Estratto =>

------

Cass. Sez. III n. 7789 del 26 febbraio 2021 (CC 9 feb 2021)
Pres. Sarno Est. Ramacci Ric. Severino  
Urbanistica.Impossibilità tecnica di dare esecuzione all’ordine di demolizione

L’impossibilità tecnica di dare esecuzione all’ordine di demolizione, oltre a dover essere ovviamente dimostrata, non assume rilievo quando dipende da una causa imputabile allo stesso condannato.
E’ inammissibile per genericità il motivo di ricorso per cassazione che si limita a menzionare come rilevante, ai fini della richiesta sospensione o revoca dell’ordine di demolizione, la pendenza di un ricorso al giudice amministrativo relativamente al provvedimento di diniego della sanatoria per condono edilizio emessa dall’amministrazione comunale, senza tuttavia fornire alcun elemento di individuazione del ricorso e dello stato dello stesso, sicché la deduzione risulta priva di oggettivo riscontro.


RITENUTO IN FATTO

1. Il Tribunale di Nocera Inferiore, quale giudice dell'esecuzione, con ordinanza del 23/7/2020 ha rigettato l’istanza di rimessione in termini per impugnare la sentenza n.1585\1995 emessa dal Pretore di Nocera Inferiore, nonché di revoca dell'ordine di demolizione avanzata nell'interesse di Annamaria Severino.
Avverso tale pronuncia la predetta propone ricorso per cassazione tramite il proprio difensore di fiducia, Avv. Fortunato Massimiliano Lafranco, deducendo i motivi di seguito enunciati.

2. Con un primo motivo di ricorso deduce la violazione di legge ed il vizio di motivazione, osservando che, in una precedente istanza, era stata richiesta la revoca o, quantomeno, la sospensione dell'ordine di demolizione in ragione dell’illegittimità della procedura di affidamento dei lavori eseguita dalla Procura della Repubblica di Nocera Inferiore e che tale richiesta veniva rigettata dal giudice dell'esecuzione, con conseguente emissione di una nuova ingiunzione a demolire con contestuale ordine di sgombero.
Fatta tale premessa, rileva che, pur non essendo espressamente specificati, nel nuovo ordine di demolizione, né il nome della ditta né le generalità del direttore dei lavori incaricati dello sgombero e della successiva demolizione, sarebbe altamente verosimile che sia ancora valido il precedente atto di affidamento e plausibile che, anche nella presente occasione, la Procura della Repubblica affiderà l'incarico e la demolizione alla medesima impresa edile ed al medesimo direttore dei lavori.
Ciò posto, aggiunge che la procedura attuata dalla Procura della Repubblica sarebbe illegittima in quanto, rivestendo quell'ufficio il ruolo di stazione appaltante, avrebbe dovuto seguire la procedura prevista per gli appalti pubblici e che, contrariamente a quanto affermato dal giudice dell’esecuzione, vi sarebbe un interesse da parte sua alla corretta applicazione di tale procedura in quanto titolare di un interesse legittimo a che l'azione amministrativa sia conforme alle regole vigenti.

------

Problemi da risolvere =>
**1.** Per favore, riporta il passo dell'estratto che comincia con "Ciò posto, aggiunge" e prosegue fino a "alle regole vigenti.", sostituendo "Procura della Repubblica" con "Procura generale".
**2.** Raccogli tutte le righe dei record in cui compare la parola "orange", distinguendo tra maiuscole e minuscole.
L'estratto e i record sono materiali indipendenti l'uno dall'altro.

------

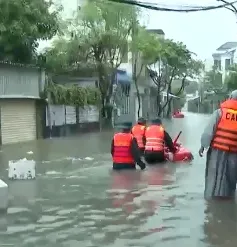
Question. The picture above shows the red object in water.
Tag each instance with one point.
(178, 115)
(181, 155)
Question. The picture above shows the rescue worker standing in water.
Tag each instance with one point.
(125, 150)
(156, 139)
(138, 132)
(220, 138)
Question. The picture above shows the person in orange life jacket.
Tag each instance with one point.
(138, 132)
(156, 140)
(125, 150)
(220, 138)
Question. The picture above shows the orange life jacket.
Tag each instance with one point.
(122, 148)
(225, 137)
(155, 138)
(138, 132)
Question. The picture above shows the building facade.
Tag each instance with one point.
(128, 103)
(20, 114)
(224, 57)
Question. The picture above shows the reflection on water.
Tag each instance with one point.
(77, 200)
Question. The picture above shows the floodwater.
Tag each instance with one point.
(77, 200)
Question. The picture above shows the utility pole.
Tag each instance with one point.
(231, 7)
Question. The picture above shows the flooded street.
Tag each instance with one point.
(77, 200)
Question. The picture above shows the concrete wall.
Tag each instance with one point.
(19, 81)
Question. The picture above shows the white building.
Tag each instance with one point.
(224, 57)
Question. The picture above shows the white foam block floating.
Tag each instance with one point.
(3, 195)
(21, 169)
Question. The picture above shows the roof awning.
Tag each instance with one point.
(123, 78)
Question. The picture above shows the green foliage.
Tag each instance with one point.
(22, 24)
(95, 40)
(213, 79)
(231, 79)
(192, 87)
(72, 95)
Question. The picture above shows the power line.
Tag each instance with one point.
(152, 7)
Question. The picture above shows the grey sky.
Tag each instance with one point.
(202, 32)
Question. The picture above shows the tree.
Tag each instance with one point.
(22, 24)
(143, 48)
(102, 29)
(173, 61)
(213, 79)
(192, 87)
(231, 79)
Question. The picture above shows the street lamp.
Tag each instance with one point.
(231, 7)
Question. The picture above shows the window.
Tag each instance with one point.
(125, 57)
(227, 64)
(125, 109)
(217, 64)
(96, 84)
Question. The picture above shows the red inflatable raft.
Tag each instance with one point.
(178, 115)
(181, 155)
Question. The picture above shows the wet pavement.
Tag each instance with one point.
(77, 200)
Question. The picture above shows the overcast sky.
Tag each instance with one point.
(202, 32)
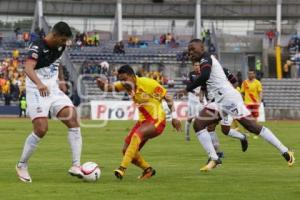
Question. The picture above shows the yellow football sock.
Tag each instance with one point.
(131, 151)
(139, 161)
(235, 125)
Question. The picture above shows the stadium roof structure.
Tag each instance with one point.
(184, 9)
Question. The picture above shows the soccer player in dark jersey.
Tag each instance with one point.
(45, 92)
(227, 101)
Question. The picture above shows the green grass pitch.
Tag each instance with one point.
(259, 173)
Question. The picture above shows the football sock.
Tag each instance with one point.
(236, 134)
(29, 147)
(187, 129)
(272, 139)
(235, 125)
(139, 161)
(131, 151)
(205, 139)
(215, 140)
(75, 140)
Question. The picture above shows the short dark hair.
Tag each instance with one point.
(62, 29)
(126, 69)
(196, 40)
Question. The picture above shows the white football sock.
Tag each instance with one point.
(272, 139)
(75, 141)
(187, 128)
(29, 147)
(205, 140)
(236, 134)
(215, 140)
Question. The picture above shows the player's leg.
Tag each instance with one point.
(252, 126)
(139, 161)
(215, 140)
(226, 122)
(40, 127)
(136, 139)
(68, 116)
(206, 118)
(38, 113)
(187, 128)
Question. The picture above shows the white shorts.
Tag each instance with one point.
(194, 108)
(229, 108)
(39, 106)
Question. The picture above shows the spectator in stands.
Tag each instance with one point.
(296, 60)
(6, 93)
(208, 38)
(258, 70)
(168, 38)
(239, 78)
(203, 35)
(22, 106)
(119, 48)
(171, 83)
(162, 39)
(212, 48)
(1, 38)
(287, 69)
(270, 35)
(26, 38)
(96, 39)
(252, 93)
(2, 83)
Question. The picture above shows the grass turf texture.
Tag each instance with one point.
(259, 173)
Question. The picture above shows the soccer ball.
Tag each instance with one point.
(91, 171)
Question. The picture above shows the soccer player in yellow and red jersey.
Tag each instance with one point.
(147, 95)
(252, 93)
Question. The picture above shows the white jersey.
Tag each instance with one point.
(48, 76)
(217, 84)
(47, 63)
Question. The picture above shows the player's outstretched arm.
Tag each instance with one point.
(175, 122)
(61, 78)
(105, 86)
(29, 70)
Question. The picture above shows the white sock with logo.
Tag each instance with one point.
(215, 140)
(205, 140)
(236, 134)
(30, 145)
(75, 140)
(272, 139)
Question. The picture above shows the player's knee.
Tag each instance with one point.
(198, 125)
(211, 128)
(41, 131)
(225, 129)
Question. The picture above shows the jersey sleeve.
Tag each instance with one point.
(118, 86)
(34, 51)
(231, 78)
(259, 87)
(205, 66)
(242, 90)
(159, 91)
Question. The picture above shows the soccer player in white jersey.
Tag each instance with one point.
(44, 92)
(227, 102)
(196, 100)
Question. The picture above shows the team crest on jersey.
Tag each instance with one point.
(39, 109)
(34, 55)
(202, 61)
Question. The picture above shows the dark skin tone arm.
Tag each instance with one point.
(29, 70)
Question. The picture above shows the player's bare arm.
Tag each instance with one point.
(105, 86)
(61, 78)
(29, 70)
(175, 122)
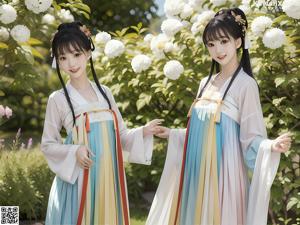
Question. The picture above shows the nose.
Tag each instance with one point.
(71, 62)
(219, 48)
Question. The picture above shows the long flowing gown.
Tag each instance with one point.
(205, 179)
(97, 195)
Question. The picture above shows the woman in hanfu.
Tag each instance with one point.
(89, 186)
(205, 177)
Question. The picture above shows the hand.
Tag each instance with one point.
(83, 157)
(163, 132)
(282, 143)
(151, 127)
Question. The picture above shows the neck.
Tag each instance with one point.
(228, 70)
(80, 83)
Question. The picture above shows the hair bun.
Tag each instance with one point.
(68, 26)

------

Risultati =>
**1.**
Ciò posto, aggiunge che la procedura attuata dalla Procura generale sarebbe illegittima in quanto, rivestendo quell'ufficio il ruolo di stazione appaltante, avrebbe dovuto seguire la procedura prevista per gli appalti pubblici e che, contrariamente a quanto affermato dal giudice dell’esecuzione, vi sarebbe un interesse da parte sua alla corretta applicazione di tale procedura in quanto titolare di un interesse legittimo a che l'azione amministrativa sia conforme alle regole vigenti.

**2.**
Question. The picture above shows the person in orange life jacket.
Question. The picture above shows the orange life jacket.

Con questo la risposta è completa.